## WHAT IS REQUIRED
Can you render the lines of the items below, from the line containing "the stadium roof" through the line containing "87), (280, 96)]", inclusive, as a Markdown table with columns Row and Line, numbering each row and leaving out blank lines?

## EXTRACTED ENTRIES
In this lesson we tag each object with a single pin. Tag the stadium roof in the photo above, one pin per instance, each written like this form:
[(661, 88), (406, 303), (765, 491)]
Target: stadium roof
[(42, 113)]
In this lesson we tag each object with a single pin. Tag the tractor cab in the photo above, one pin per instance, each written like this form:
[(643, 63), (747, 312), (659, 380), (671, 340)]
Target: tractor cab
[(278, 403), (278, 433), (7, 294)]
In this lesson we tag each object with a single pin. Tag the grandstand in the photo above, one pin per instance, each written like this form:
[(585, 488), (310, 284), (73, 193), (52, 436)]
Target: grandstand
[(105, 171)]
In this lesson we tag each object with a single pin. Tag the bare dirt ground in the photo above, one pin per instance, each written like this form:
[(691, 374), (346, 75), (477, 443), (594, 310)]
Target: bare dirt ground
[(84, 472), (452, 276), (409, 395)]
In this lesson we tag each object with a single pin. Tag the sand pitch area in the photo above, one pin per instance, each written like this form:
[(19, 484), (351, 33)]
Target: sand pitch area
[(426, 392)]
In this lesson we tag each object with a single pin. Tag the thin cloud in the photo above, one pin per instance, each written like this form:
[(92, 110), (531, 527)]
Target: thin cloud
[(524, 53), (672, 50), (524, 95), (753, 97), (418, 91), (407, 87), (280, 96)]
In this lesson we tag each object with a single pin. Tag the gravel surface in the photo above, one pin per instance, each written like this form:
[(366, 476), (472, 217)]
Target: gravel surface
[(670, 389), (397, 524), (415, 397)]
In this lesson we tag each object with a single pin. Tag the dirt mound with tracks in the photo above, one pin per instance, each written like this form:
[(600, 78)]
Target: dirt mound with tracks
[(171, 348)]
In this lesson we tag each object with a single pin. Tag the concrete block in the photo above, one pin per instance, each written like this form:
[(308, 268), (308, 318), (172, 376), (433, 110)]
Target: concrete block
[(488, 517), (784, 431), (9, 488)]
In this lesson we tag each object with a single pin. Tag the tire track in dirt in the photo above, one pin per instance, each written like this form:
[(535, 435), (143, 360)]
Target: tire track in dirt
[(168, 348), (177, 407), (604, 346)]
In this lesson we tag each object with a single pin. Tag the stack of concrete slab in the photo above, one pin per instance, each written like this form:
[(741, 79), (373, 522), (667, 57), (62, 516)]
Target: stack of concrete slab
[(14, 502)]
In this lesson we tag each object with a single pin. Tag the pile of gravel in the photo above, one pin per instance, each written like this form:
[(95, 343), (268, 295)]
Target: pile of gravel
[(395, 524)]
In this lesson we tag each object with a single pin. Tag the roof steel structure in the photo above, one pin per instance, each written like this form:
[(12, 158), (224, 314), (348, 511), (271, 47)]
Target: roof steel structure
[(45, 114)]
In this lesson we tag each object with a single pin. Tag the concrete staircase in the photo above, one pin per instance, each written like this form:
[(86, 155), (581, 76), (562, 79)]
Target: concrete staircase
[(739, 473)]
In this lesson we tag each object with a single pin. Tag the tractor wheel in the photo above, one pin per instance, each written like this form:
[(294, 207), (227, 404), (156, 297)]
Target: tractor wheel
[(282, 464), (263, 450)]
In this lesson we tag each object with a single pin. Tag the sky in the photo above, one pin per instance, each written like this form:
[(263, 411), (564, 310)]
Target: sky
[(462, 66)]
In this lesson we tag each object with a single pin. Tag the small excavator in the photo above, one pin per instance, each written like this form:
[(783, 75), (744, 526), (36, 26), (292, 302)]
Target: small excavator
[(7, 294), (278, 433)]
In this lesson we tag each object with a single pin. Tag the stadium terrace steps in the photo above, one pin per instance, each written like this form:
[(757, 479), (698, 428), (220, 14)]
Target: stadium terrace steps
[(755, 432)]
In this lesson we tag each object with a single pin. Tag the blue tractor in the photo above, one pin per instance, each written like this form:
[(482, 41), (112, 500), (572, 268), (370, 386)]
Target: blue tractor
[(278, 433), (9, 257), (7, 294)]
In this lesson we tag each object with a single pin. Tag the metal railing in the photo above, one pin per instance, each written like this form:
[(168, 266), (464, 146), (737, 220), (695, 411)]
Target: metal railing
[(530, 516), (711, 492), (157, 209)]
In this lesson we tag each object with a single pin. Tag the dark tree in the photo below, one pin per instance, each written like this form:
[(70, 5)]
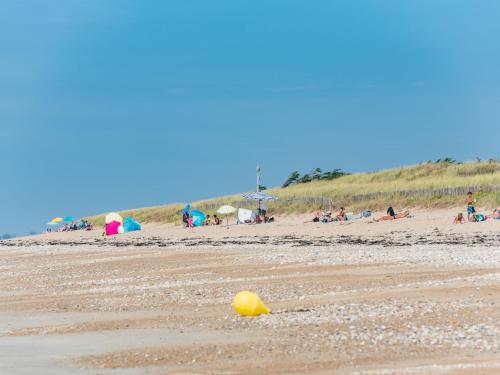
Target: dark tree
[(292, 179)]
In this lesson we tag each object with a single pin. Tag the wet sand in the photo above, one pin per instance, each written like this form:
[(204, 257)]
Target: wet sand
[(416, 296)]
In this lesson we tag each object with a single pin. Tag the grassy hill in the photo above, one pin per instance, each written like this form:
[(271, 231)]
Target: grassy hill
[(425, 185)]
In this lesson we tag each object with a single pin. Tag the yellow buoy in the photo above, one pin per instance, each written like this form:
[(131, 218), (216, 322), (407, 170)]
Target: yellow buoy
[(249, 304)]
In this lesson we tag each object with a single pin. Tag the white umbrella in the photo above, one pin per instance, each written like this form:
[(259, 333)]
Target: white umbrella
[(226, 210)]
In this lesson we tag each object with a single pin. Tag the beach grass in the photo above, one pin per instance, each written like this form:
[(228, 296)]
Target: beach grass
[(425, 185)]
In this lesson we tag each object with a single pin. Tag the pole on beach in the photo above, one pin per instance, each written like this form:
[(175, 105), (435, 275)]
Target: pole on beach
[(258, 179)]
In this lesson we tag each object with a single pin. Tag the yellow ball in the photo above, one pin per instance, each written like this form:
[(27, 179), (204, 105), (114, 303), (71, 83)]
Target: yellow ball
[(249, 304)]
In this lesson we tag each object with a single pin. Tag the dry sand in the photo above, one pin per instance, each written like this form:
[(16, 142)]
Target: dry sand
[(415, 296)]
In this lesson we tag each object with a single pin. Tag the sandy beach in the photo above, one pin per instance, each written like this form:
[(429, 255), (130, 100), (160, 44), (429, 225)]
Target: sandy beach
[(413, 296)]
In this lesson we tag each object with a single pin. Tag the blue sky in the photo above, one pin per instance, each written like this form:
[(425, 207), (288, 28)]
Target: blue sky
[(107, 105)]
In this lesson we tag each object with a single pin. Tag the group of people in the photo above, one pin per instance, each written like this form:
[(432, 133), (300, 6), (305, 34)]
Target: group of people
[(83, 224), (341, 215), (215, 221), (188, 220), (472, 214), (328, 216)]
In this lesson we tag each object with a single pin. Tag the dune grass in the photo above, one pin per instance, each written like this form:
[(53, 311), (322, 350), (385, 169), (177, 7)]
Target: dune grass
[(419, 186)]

--

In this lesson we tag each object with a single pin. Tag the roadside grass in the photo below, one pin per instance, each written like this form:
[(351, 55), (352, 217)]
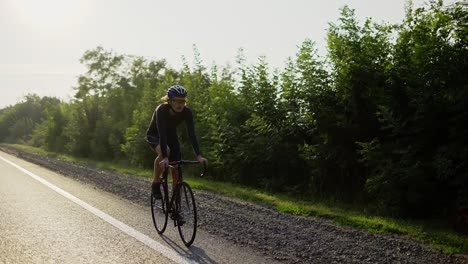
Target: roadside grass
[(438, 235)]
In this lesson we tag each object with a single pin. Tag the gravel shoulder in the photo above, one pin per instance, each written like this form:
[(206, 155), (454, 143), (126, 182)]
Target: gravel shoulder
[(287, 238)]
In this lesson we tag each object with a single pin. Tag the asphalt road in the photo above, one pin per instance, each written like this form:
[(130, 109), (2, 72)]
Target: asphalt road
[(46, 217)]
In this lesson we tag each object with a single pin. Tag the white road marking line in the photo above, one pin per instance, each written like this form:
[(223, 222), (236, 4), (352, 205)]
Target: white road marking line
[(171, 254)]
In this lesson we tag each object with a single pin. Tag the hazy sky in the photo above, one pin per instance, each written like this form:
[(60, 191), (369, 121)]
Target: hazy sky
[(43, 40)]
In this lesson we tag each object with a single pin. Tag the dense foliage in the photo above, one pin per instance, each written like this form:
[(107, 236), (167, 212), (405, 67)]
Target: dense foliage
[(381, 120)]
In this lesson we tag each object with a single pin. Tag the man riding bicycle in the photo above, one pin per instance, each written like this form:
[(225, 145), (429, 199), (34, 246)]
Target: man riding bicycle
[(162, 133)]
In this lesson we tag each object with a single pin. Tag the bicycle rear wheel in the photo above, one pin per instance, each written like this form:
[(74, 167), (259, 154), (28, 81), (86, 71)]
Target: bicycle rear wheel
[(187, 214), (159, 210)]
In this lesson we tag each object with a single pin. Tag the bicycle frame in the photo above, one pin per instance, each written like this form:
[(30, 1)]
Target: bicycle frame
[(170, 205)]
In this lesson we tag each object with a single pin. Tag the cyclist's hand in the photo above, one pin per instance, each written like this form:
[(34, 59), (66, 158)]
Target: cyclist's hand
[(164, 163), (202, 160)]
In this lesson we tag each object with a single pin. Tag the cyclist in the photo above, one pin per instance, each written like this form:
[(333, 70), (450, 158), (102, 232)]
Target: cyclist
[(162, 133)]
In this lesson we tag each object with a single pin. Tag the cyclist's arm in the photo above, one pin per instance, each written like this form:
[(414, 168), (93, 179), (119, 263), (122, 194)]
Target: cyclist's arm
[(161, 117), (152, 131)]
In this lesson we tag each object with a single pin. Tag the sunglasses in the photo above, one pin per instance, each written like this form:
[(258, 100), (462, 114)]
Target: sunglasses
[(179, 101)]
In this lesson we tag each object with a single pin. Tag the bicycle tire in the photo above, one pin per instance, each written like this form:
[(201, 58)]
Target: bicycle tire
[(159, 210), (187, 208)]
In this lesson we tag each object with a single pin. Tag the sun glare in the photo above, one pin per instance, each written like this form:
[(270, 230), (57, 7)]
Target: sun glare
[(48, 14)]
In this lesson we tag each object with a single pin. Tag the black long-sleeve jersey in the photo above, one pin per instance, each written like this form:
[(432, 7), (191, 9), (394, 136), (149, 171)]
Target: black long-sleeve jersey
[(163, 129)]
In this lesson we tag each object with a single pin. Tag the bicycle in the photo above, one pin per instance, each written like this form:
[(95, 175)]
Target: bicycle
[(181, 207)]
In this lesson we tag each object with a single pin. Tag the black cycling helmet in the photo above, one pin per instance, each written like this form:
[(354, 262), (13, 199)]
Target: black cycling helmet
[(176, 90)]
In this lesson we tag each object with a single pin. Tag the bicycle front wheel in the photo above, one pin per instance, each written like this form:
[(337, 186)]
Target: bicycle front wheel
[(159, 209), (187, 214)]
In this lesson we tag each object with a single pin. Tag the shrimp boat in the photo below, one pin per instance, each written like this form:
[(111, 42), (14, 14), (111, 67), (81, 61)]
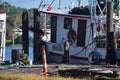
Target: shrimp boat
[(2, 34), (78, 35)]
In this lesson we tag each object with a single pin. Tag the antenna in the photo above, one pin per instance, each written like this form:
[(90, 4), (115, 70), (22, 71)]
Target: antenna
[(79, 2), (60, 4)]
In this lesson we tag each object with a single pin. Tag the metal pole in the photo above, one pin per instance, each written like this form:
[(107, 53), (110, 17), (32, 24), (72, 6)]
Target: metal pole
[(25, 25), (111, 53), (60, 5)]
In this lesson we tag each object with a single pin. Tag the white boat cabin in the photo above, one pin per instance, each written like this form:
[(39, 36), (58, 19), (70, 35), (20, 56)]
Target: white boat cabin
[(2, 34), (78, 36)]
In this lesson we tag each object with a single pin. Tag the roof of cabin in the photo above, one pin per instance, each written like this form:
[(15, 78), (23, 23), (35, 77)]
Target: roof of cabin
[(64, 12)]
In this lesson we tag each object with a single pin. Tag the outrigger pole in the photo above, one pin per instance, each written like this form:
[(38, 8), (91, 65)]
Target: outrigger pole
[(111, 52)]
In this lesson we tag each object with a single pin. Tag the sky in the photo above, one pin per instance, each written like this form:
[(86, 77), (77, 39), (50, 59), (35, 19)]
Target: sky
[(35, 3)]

## WORKED ANSWER
| Row | Line |
|---|---|
| 1 | In this lesson we tag each object with a single pin. Tag the stadium roof in the photo above, one pin per instance, each written like this form: |
| 2 | [(661, 88), (406, 303), (765, 491)] |
| 3 | Target: stadium roof |
| 4 | [(42, 113)] |
| 5 | In this lesson we tag each object with a single pin. Tag the tractor cab in the photo above, one pin per instance, each written like this form: |
| 6 | [(643, 63), (747, 312), (659, 380), (671, 340)] |
| 7 | Target: tractor cab |
| 8 | [(278, 403), (278, 433), (7, 294)] |
| 9 | In this lesson we tag each object with a single pin. Tag the grandstand in the photo above, one pin per instance, each written like this form: |
| 10 | [(585, 488), (310, 284), (73, 193), (52, 436)] |
| 11 | Target: grandstand |
| 12 | [(105, 171)] |
| 13 | In this lesson we tag each object with a single pin. Tag the bare dirt ground in the photo above, one pin per instance, each written like this form: |
| 14 | [(691, 374), (346, 75), (477, 443), (594, 310)] |
| 15 | Target: bare dirt ground |
| 16 | [(84, 472), (452, 276), (409, 395)] |
| 17 | In this lesson we tag each object with a single pin. Tag the sand pitch area in the photo above, one pin per instance, each written like this form: |
| 18 | [(19, 484), (351, 33)] |
| 19 | Target: sand pitch area |
| 20 | [(426, 392)] |
| 21 | In this lesson we tag each object with a single pin. Tag the thin cloud in the photo above, one pin per instance, each written like this form: |
| 22 | [(92, 110), (531, 527)] |
| 23 | Target: thin cloud |
| 24 | [(524, 53), (672, 50), (524, 95), (753, 97), (418, 91), (407, 87), (280, 96)] |